• Источник:
/---

Звучание и значение в стихотворной речи
Сочувственно цитируя слова Д.М.Гопкинса о том, что стих — это прежде всего “повторяющаяся звуковая фигура”, Р.О.Якобсон говорит: “Понятие повторяющейся “звуковой фигуры”, использование которой, как отмечал Гопкинс, является конституирующим признаком стиха, может быть уточнено”. (Якобсон, 1975, 205). Уточнением можно счесть его понятие звуковой и — как следствие — семантической эквивалентности. “В поэзии один слог приравнивается (курсив мой — Е.Н.) к любому слогу той же самой последовательности; словесное ударение приравнивается к словесному ударению, а отсутствие ударения — к отсутствию ударения; просодическая долгота сопоставляется с долготой, а краткость — с краткостью... Слоги превращаются в единицы меры, точно также, как моры и ударения” (Якобсон, 1975, 204). Понятие звуковой эквивалентности, как и понятие “повторяющейся звуковой фигуры”, тоже может быть уточнено: что представляет собой это “приравнивание”-эквивалентность? Какими средствами и в каких целях осуществляется? Дальнейшего уяснения требуют и сами отношения звучания и значения, которые Р.О.Якобсон определяет как параллельные. “Рифма — это всего лишь частное, хотя и наиболее концентрированное проявление более общей, мы бы сказали даже фундаментальной, особенности поэзии, а именно параллелизма” (Якобсон, 1975, 217) [См. также его статью “Грамматический параллелелизм и его русские аспекты” (Якобсон, 1987, 99—132)]. Это “геометрическое” понятие также может быть конкретизировано и откорректировано.

\---

• Записанные сведения:

/---

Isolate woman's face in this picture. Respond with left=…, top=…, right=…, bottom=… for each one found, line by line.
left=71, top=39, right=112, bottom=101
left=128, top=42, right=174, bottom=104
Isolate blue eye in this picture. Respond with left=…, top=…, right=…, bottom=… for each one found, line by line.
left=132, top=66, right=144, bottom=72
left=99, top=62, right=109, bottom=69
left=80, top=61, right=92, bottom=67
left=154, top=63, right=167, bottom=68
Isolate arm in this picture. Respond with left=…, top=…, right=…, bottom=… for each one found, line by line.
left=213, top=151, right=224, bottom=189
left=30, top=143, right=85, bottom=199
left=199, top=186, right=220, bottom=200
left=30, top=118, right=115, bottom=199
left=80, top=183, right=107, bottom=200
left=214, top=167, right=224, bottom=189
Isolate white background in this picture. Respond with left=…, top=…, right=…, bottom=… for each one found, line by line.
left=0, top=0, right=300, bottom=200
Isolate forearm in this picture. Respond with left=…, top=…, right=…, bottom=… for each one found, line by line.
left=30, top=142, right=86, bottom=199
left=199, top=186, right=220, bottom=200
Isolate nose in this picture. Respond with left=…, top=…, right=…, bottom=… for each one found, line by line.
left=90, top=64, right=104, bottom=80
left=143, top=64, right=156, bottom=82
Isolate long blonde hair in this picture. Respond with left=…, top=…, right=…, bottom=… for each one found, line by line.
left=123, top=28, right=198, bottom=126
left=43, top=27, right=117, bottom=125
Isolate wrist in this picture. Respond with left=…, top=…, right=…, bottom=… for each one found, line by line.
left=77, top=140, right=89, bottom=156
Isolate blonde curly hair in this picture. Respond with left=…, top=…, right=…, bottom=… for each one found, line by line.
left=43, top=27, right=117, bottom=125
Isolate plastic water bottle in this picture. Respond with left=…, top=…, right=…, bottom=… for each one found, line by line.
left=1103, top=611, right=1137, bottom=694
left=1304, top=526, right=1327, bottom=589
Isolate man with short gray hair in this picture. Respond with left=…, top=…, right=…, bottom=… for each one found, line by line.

\---

• Задания:
1 - Покажите все строки листинга, в которых встречается слово «hair». Регистр букв имеет значение.
2 - Продолжите текст о звучании и значении в стихотворной речи, начав сразу после его последнего предложения.

• Ответы по заданиям:
1 -
Isolate long blonde hair in this picture. Respond with left=…, top=…, right=…, bottom=… for each one found, line by line.
Isolate blonde curly hair in this picture. Respond with left=…, top=…, right=…, bottom=… for each one found, line by line.
Isolate man with short gray hair in this picture. Respond with left=…, top=…, right=…, bottom=… for each one found, line by line.

2 -
Р.О.Якобсон не противопоставляет стихотворную речь прозаической, полагая их связанными тем, что он называет поэтической функцией. Но ее появление в стихах и в прозе обусловлено разными причинами. “Бинарный контраст между более и менее “выдвинутыми” сегментами речи, реализуемый различными отрезками последовательности фонем” (Якобсон, 1975, 206), в прозе должен быть задуман и осуществлен автором текста и представляет собой определенный прием (“— Почему ты всегда говоришь Джоан и Марджори, а не Марджори и Джоан? Ты что, больше любишь Джоан? — Вовсе нет, просто так звучит лучше”) (Якобсон, 1975, 203), тогда как в стихах он возникает в силу устройства стихотворной речи, будучи ее природным свойством [Например, “симметрия трех двусложных глаголов с одинаковыми начальными согласными и одинаковыми конечными гласными”, которая “придала блеск выражению veni, vidi, vici” (Якобсон, 1975, 205), — очевидна и вложена в это выражение намеренно, тогда как многие звуковые повторы у Пушкина были открыты исследователями (например, Бриком) и в значительной части несомненно возникли неосознанно, интуитивно]. Эквивалентность в прозе осуществляется намеренно, тогда как помещенные в условия стиха речевые элемента становятся эквивалентными сами собой. Не в том дело, что нам удобно производить измерение при помощи слогов, а в том, что слоги сами “превращаются в единицы меры”.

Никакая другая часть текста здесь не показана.